__STATED PROBLEM__: Could you print, character for character, the lines of the records that begin at the one containing "Find the textured" and end after the one containing "50L760 50L756 48ZM755", with both of those lines included and nothing else?

┌────────

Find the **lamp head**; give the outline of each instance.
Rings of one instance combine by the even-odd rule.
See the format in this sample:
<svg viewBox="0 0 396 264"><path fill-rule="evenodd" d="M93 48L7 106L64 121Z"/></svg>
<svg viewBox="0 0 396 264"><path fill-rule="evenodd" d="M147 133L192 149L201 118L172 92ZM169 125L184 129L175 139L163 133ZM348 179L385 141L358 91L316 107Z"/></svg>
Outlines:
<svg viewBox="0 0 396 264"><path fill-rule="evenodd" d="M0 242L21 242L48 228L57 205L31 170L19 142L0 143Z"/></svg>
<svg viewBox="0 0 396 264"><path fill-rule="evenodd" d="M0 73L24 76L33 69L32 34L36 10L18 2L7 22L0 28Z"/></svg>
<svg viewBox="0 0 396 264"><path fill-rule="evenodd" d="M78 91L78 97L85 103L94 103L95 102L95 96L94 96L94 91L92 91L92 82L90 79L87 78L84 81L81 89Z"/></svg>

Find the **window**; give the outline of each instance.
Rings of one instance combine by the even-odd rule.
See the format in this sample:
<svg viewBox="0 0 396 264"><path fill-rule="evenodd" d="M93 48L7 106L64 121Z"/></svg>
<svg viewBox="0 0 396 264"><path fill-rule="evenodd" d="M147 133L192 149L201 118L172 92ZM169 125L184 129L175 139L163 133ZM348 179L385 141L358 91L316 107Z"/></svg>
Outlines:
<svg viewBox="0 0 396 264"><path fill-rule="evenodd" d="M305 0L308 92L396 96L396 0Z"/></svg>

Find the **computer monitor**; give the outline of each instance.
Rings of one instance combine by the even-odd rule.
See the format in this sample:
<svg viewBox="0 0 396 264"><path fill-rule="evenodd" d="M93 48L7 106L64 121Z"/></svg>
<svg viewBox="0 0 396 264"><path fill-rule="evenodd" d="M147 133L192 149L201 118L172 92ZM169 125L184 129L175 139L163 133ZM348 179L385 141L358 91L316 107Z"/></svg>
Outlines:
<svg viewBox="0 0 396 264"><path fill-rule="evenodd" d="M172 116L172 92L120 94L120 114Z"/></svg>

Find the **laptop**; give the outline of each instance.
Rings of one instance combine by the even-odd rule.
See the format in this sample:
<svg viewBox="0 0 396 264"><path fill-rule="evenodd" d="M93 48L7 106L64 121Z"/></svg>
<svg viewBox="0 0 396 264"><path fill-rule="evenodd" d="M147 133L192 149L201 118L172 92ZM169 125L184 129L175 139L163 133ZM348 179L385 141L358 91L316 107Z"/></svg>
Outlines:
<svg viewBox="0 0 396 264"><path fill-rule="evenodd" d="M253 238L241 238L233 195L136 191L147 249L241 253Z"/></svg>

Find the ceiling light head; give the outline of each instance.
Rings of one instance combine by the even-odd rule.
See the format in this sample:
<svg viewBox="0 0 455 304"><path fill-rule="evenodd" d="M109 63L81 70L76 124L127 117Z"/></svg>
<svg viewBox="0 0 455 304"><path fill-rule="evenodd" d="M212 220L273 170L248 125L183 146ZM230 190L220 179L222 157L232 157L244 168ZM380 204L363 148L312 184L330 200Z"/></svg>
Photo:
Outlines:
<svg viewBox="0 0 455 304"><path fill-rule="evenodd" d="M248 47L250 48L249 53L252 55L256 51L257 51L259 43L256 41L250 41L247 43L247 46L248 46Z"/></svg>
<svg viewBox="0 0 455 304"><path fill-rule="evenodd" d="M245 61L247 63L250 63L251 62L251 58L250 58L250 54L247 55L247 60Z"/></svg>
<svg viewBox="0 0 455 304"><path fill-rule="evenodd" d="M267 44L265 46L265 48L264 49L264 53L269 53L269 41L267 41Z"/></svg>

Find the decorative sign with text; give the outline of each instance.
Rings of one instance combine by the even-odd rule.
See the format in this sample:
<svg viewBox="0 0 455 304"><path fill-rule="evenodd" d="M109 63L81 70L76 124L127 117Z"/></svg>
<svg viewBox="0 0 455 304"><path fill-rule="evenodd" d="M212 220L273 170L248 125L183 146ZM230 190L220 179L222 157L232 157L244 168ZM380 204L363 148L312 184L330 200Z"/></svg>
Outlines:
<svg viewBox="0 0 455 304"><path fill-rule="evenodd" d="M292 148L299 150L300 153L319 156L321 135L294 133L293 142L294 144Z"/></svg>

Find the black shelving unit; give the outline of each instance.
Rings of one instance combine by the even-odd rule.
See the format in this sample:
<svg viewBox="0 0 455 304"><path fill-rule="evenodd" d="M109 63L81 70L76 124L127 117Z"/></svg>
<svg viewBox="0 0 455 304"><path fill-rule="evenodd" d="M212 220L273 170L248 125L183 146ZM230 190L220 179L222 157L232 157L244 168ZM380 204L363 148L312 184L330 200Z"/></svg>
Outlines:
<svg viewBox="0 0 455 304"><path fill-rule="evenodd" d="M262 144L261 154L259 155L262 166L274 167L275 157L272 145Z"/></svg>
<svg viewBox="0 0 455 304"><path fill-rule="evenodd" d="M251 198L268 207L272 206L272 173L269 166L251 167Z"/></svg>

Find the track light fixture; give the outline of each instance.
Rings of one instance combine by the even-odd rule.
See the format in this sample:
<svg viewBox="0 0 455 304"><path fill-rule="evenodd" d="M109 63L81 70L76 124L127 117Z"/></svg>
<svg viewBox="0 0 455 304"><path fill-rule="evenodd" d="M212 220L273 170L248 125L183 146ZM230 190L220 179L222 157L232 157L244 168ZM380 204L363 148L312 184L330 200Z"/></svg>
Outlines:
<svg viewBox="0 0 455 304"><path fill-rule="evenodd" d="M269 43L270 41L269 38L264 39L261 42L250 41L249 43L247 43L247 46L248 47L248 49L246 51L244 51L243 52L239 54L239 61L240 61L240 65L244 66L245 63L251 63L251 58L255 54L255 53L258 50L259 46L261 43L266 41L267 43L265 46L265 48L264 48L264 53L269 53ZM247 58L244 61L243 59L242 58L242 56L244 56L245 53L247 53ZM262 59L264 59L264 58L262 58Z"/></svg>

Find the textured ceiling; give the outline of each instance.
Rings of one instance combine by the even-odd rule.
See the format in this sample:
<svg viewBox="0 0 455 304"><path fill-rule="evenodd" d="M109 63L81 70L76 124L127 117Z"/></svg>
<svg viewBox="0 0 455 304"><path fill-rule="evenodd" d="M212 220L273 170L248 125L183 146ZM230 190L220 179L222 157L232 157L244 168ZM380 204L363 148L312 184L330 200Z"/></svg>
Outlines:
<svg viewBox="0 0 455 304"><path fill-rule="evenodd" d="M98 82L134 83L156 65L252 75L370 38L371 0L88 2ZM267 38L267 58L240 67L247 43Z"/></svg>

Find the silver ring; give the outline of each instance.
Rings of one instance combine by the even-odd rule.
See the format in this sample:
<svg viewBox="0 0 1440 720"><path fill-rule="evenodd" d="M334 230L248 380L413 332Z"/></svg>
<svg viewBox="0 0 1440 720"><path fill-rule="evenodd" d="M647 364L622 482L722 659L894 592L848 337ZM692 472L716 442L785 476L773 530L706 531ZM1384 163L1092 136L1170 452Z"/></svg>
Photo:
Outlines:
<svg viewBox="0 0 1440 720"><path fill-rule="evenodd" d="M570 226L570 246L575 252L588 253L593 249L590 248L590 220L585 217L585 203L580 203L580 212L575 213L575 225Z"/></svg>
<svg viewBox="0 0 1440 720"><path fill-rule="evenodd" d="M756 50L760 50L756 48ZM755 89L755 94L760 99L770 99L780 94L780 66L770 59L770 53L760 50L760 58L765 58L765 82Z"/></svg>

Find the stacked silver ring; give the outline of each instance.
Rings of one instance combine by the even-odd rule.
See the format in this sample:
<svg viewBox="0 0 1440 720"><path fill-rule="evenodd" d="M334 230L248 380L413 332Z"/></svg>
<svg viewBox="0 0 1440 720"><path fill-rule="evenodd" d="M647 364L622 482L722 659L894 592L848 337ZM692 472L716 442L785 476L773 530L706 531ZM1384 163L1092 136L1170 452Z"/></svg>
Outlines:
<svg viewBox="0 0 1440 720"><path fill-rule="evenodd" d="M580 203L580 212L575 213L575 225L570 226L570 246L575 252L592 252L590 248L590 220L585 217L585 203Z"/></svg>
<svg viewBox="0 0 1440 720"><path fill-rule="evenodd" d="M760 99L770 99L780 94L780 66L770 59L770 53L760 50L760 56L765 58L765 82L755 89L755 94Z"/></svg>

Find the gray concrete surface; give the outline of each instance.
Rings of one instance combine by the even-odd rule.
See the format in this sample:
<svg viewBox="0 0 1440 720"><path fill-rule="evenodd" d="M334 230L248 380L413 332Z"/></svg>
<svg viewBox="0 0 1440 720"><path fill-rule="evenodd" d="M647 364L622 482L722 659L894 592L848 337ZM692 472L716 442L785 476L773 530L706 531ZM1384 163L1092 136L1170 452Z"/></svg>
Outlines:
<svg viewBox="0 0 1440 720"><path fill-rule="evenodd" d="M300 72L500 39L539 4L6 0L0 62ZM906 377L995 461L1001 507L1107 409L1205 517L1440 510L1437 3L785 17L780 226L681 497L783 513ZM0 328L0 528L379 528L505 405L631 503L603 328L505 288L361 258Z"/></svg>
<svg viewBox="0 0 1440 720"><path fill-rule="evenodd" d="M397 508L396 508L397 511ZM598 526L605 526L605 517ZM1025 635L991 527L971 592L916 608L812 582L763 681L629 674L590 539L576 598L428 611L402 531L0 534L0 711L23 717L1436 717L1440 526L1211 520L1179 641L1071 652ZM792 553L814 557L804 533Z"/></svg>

└────────

__FULL OUTPUT__:
Find the textured ceiling; give the outline of each instance.
Rings of one instance combine by the even-odd rule.
See the format in this sample:
<svg viewBox="0 0 455 304"><path fill-rule="evenodd" d="M109 63L81 70L76 124L127 117Z"/></svg>
<svg viewBox="0 0 455 304"><path fill-rule="evenodd" d="M212 220L273 170L248 125L183 146ZM230 190L220 179L222 157L232 157L244 168ZM380 204L363 148L312 184L330 200Z"/></svg>
Outlines:
<svg viewBox="0 0 455 304"><path fill-rule="evenodd" d="M98 82L134 83L156 65L252 75L370 38L371 0L88 2ZM267 38L267 58L240 67L247 43Z"/></svg>

Find the silver ring; give the outline of each instance.
Rings of one instance combine by the even-odd rule.
See the format in this sample:
<svg viewBox="0 0 1440 720"><path fill-rule="evenodd" d="M334 230L248 380L413 332Z"/></svg>
<svg viewBox="0 0 1440 720"><path fill-rule="evenodd" d="M647 364L622 482L722 659L894 592L848 337ZM692 472L716 442L785 476L773 530L706 531ZM1384 163L1092 136L1170 452Z"/></svg>
Photo:
Outlines:
<svg viewBox="0 0 1440 720"><path fill-rule="evenodd" d="M570 226L570 246L575 252L588 253L593 249L590 248L590 220L585 217L585 203L580 203L580 212L575 213L575 225Z"/></svg>
<svg viewBox="0 0 1440 720"><path fill-rule="evenodd" d="M756 50L760 50L756 48ZM755 89L755 94L760 99L770 99L780 94L780 66L770 59L770 53L760 50L760 58L765 58L765 82Z"/></svg>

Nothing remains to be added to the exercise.